(Shape labeling entries)
## START
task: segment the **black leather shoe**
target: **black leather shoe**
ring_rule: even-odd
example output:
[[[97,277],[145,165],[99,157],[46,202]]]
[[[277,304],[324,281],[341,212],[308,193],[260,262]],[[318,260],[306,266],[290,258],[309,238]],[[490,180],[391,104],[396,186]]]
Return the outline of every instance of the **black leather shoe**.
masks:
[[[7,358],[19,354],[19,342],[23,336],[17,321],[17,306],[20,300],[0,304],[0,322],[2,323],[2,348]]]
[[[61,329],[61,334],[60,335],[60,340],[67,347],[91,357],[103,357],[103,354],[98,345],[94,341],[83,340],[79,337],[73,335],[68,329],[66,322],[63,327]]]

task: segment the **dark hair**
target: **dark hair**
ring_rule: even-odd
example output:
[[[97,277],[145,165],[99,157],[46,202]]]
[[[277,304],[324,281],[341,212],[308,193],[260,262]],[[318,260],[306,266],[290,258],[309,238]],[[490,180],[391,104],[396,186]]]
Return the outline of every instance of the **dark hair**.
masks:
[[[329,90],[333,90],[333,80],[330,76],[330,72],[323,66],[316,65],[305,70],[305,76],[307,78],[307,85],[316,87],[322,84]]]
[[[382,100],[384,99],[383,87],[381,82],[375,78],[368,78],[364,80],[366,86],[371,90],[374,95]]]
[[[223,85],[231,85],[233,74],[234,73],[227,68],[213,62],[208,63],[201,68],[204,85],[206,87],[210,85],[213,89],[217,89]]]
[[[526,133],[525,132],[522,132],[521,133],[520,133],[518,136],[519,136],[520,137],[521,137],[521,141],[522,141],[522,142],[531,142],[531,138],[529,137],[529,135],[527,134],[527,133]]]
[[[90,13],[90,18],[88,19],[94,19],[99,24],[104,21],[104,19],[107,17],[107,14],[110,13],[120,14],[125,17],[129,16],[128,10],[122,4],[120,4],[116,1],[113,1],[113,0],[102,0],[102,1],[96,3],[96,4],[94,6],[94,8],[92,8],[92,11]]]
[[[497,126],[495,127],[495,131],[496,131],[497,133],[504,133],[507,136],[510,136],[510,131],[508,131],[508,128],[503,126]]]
## END
» **WHAT TO DO**: Rewrite the entries above with every "even-odd" swapped for "nonzero". Leave all other text unchanged.

» **RESPONSE TO THIS EXERCISE**:
task: segment the **black leather shoe**
target: **black leather shoe**
ring_rule: nonzero
example output:
[[[97,277],[145,165],[99,157],[46,202]]]
[[[277,304],[324,281],[341,212],[308,193],[260,262]],[[318,260],[306,266],[290,258],[309,238]],[[490,180],[391,104],[396,186]]]
Return the outline of every instance of the **black leather shoe**.
masks:
[[[7,358],[19,354],[19,342],[23,336],[17,321],[17,306],[20,300],[0,304],[0,322],[2,323],[2,348]]]
[[[61,329],[61,334],[60,335],[60,340],[67,347],[91,357],[103,357],[103,354],[98,345],[94,341],[83,340],[79,337],[73,335],[68,329],[66,322],[63,327]]]

task: segment the **dark hair**
target: **dark hair**
ring_rule: nonzero
example output:
[[[97,277],[145,165],[99,157],[46,202]]]
[[[277,304],[324,281],[341,212],[308,193],[260,262]],[[318,260],[306,266],[290,258],[309,238]],[[490,180],[391,104],[396,186]]]
Return the outline of every instance of the **dark hair**.
masks:
[[[329,90],[333,90],[333,80],[330,76],[330,72],[323,66],[316,65],[305,70],[305,76],[307,78],[307,85],[316,87],[322,84]]]
[[[382,100],[384,99],[383,87],[381,82],[375,78],[368,78],[364,80],[366,86],[371,90],[374,95]]]
[[[223,85],[231,85],[233,74],[234,73],[227,68],[213,62],[208,63],[201,68],[204,85],[206,87],[210,85],[213,89],[217,89]]]
[[[526,133],[525,132],[522,132],[521,133],[520,133],[518,136],[519,136],[520,137],[521,137],[521,141],[522,141],[522,142],[531,142],[531,138],[529,137],[529,135],[527,134],[527,133]]]
[[[90,13],[90,18],[88,19],[94,19],[99,24],[104,21],[104,19],[107,17],[107,14],[110,13],[120,14],[125,17],[129,16],[128,10],[122,4],[120,4],[116,1],[113,1],[113,0],[102,0],[102,1],[96,3],[96,4],[94,6],[94,8],[92,8],[92,11]]]
[[[497,126],[495,127],[495,131],[496,131],[497,133],[504,133],[507,136],[510,136],[510,131],[508,131],[508,128],[503,126]]]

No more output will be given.